>> begin
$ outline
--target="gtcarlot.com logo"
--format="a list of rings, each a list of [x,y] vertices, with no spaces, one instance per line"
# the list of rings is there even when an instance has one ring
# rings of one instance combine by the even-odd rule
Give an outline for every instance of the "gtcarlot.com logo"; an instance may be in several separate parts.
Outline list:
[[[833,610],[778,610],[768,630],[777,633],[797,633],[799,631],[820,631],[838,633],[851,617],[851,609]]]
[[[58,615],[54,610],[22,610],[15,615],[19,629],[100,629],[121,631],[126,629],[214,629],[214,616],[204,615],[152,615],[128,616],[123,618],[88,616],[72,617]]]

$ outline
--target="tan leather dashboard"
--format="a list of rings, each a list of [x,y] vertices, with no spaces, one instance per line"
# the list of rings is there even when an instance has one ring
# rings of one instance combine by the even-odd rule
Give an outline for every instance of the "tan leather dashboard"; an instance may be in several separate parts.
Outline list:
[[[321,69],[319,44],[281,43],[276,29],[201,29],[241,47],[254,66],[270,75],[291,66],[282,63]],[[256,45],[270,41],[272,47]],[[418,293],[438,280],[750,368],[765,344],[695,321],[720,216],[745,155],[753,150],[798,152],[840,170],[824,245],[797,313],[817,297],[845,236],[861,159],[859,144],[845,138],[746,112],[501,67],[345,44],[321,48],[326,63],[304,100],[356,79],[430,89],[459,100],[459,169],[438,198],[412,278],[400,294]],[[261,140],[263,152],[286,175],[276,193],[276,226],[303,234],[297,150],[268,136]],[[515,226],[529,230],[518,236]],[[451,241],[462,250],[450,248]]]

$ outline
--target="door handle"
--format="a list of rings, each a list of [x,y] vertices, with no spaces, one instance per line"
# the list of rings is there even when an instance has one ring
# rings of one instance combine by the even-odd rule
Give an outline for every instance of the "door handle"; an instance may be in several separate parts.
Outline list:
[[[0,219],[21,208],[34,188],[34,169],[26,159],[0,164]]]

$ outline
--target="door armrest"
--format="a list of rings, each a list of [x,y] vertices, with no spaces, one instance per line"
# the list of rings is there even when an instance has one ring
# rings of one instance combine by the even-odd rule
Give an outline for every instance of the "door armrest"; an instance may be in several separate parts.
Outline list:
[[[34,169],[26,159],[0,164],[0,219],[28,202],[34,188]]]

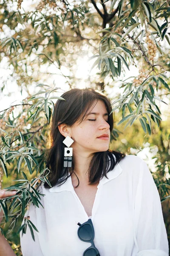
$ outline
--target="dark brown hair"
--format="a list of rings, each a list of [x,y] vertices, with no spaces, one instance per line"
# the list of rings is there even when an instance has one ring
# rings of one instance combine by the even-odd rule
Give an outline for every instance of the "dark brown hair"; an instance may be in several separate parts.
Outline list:
[[[52,186],[64,183],[74,169],[73,157],[72,167],[63,167],[65,146],[62,141],[65,137],[60,132],[58,125],[65,124],[71,127],[76,121],[80,124],[89,109],[93,108],[98,100],[101,100],[105,103],[109,115],[108,122],[110,125],[110,132],[113,126],[113,113],[109,115],[112,110],[111,102],[102,93],[91,88],[73,89],[63,93],[61,97],[65,100],[58,99],[55,105],[49,133],[48,148],[45,154],[47,167],[50,170],[48,178]],[[113,154],[116,157],[116,161]],[[97,183],[104,176],[107,177],[107,172],[113,170],[115,165],[125,156],[124,153],[109,149],[104,152],[95,153],[88,169],[89,185]],[[69,171],[71,172],[71,174]],[[77,186],[79,184],[79,180],[78,181]],[[44,186],[50,187],[47,183],[45,183]]]

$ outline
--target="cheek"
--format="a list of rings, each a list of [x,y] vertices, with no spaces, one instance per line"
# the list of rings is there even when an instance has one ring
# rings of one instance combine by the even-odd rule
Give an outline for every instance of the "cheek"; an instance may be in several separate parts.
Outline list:
[[[78,129],[75,129],[74,132],[75,138],[83,141],[92,140],[96,137],[96,132],[94,127],[82,125]]]

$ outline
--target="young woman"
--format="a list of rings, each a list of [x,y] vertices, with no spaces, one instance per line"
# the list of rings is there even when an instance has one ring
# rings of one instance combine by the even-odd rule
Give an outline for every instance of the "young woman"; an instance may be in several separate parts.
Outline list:
[[[20,236],[23,256],[168,256],[160,198],[147,164],[108,149],[109,100],[91,89],[62,97],[46,155],[52,187],[42,185],[43,208],[31,204],[26,213],[39,233],[35,241],[29,228]]]

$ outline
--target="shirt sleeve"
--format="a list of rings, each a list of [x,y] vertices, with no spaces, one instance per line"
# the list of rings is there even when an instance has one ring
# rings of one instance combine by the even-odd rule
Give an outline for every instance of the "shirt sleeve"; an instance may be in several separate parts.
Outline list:
[[[158,190],[144,161],[139,168],[134,206],[136,256],[168,256],[167,234]]]
[[[30,221],[37,228],[37,218],[35,210],[36,207],[32,204],[31,204],[29,211],[27,211],[25,216],[28,215],[30,217]],[[22,225],[24,223],[23,218]],[[32,239],[30,230],[27,224],[26,234],[23,234],[22,236],[22,231],[20,232],[20,240],[21,250],[23,256],[44,256],[39,243],[38,236],[38,233],[33,228],[34,234],[35,238],[35,241]]]

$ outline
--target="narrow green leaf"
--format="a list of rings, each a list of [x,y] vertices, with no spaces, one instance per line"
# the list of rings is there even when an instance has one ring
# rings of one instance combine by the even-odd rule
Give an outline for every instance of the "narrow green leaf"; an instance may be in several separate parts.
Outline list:
[[[22,173],[23,174],[23,175],[24,177],[24,178],[25,180],[28,180],[28,178],[27,177],[27,176],[26,175],[26,174],[25,173],[25,172],[22,172]]]
[[[159,119],[161,121],[162,121],[161,117],[159,116],[157,114],[156,114],[156,113],[154,112],[153,111],[151,111],[150,110],[145,110],[144,112],[147,113],[148,114],[150,114],[150,115],[153,115],[153,116],[155,116],[158,118],[158,119]]]
[[[144,130],[144,132],[146,133],[146,127],[145,126],[145,123],[144,123],[143,120],[142,118],[139,118],[139,121],[143,128],[143,130]]]
[[[113,76],[115,76],[116,74],[115,74],[115,67],[114,66],[114,63],[113,63],[113,61],[111,58],[108,58],[108,59],[109,61],[109,66],[110,66],[110,69],[111,72],[112,73],[112,75],[113,75]]]
[[[30,174],[32,174],[32,168],[31,166],[30,162],[29,160],[29,159],[26,157],[24,157],[24,158],[26,161],[28,169],[30,173]]]
[[[52,187],[52,186],[51,185],[51,184],[50,183],[50,182],[48,180],[48,178],[47,178],[47,177],[46,177],[45,176],[44,176],[43,177],[44,178],[44,179],[45,180],[47,183],[48,183],[48,184],[49,185],[49,186],[51,187]]]
[[[170,39],[169,39],[167,35],[165,35],[165,38],[167,39],[167,42],[170,45]]]
[[[22,212],[21,215],[22,216],[23,216],[25,214],[25,211],[26,209],[26,200],[23,198],[22,199]]]
[[[133,10],[135,4],[135,0],[130,0],[130,2],[131,9]]]
[[[19,134],[20,134],[20,136],[21,137],[22,142],[23,143],[24,143],[24,137],[23,136],[23,134],[22,134],[22,133],[21,133],[21,132],[20,131],[18,131]]]
[[[28,222],[28,227],[29,227],[29,229],[30,230],[31,233],[32,239],[33,239],[33,240],[34,241],[35,241],[34,235],[34,232],[33,232],[33,230],[32,229],[32,227],[31,226],[30,224]]]
[[[121,73],[121,61],[119,58],[117,56],[117,69],[118,70],[119,76],[120,76]]]
[[[160,37],[162,40],[162,35],[161,34],[161,30],[160,29],[160,27],[159,27],[159,25],[158,25],[158,23],[156,21],[156,20],[154,20],[152,17],[151,17],[151,22],[148,23],[148,24],[149,25],[150,25],[150,26],[151,26],[151,24],[152,24],[153,25],[153,26],[154,27],[155,29],[158,32]],[[153,27],[153,26],[152,26],[152,27]]]
[[[6,204],[5,202],[5,201],[3,201],[1,200],[0,200],[0,204],[1,206],[2,209],[3,209],[3,212],[4,214],[4,215],[5,217],[5,221],[6,223],[8,222],[9,220],[8,218],[8,208],[7,206],[6,205]]]
[[[17,199],[18,198],[18,197],[19,197],[19,195],[17,195],[14,198],[13,198],[13,201],[12,203],[11,203],[11,204],[10,204],[10,205],[9,207],[9,211],[11,210],[11,209],[12,209],[13,206],[14,206],[14,204],[15,203]]]
[[[133,112],[132,109],[131,107],[130,107],[130,105],[129,104],[129,103],[127,103],[126,105],[128,106],[128,108],[129,109],[129,112],[130,112],[130,113],[131,113]]]
[[[24,224],[23,224],[23,225],[22,225],[19,229],[17,231],[17,234],[19,234],[20,233],[20,232],[21,232],[21,231],[25,227],[25,226],[26,225],[26,224],[25,223]]]
[[[3,168],[3,170],[4,170],[5,175],[6,175],[6,177],[8,178],[8,170],[6,166],[6,165],[3,161],[3,159],[0,157],[0,163],[2,166],[2,167]]]
[[[40,198],[40,199],[41,200],[41,198],[38,193],[38,192],[37,192],[37,191],[36,189],[34,189],[34,187],[33,187],[32,186],[31,186],[31,188],[32,189],[33,191],[33,192],[34,192],[34,194],[37,195],[37,196],[39,198]]]
[[[167,88],[169,91],[170,91],[170,88],[169,87],[168,84],[161,77],[158,78],[159,80],[164,84],[165,88]]]
[[[117,0],[112,0],[109,12],[111,12],[112,11],[112,10],[114,7],[114,6],[115,3],[116,3],[116,1],[117,1]]]
[[[150,135],[150,134],[151,134],[151,131],[150,127],[149,125],[147,123],[146,124],[146,125],[147,128],[147,131],[148,132],[148,134]]]
[[[121,120],[120,121],[120,122],[119,122],[119,123],[117,124],[117,125],[120,125],[122,122],[125,122],[125,121],[126,121],[126,120],[127,120],[128,119],[129,119],[129,118],[130,118],[130,117],[131,117],[132,116],[134,116],[134,115],[133,114],[130,114],[129,115],[128,115],[128,116],[125,116],[125,117],[124,117],[124,118],[123,118],[123,119],[122,119],[122,120]]]
[[[29,156],[30,157],[31,157],[32,158],[32,159],[33,160],[34,162],[35,163],[36,166],[38,166],[38,163],[37,161],[36,160],[36,159],[35,158],[35,157],[33,156],[33,155],[32,154],[30,154],[30,155],[29,155]]]
[[[128,29],[127,29],[125,33],[123,34],[122,38],[120,38],[120,41],[122,40],[127,35],[129,34],[129,33],[133,30],[134,28],[135,28],[137,26],[140,24],[139,22],[138,22],[137,23],[135,23],[133,24],[131,26],[130,26]]]
[[[125,117],[125,108],[126,108],[126,103],[125,103],[124,104],[123,104],[123,106],[122,106],[122,119],[124,118]]]
[[[18,173],[20,170],[20,167],[21,166],[22,161],[23,161],[23,156],[20,157],[19,158],[18,158],[18,160],[17,162],[17,169],[18,169]]]
[[[114,38],[110,37],[110,38],[109,38],[109,39],[110,39],[110,40],[111,40],[112,41],[114,42],[114,43],[115,44],[116,46],[117,46],[117,47],[119,46],[119,43],[118,42],[117,42],[116,40]]]
[[[122,57],[121,55],[120,55],[120,54],[119,54],[119,53],[116,53],[115,54],[119,58],[121,59],[121,60],[123,61],[123,62],[125,63],[125,64],[126,66],[126,67],[127,67],[128,69],[129,70],[130,70],[130,69],[129,69],[129,66],[128,65],[128,64],[127,64],[127,62],[125,60],[125,59],[124,59],[124,58],[123,58],[123,57]]]
[[[32,227],[36,231],[37,231],[37,232],[39,232],[37,229],[37,227],[35,227],[35,226],[34,225],[33,223],[30,220],[28,220],[28,223],[30,224],[32,226]]]
[[[30,191],[29,191],[29,190],[28,191],[28,193],[30,195],[31,198],[33,203],[34,204],[35,204],[35,205],[36,206],[37,206],[37,207],[39,208],[39,206],[38,205],[38,204],[37,202],[37,200],[36,198],[34,196],[34,195],[33,195],[32,193],[31,193],[30,192]]]
[[[142,4],[143,9],[144,10],[146,15],[147,16],[150,22],[151,22],[151,12],[149,5],[146,2]]]
[[[8,148],[11,148],[10,146],[8,145],[8,144],[6,142],[6,140],[5,140],[5,139],[4,137],[3,136],[1,136],[1,139],[2,139],[2,140],[3,141],[3,143],[6,146],[7,146]]]
[[[110,65],[108,58],[104,58],[104,61],[106,64],[106,69],[108,71],[109,71]]]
>> end
[What you are asked to do] Pull out every line above that contains the string "narrow", matching case exactly.

[Solution for this exercise]
--target="narrow green leaf"
Give an outline for every instance of the "narrow green leaf"; an instance may be in several separate parts.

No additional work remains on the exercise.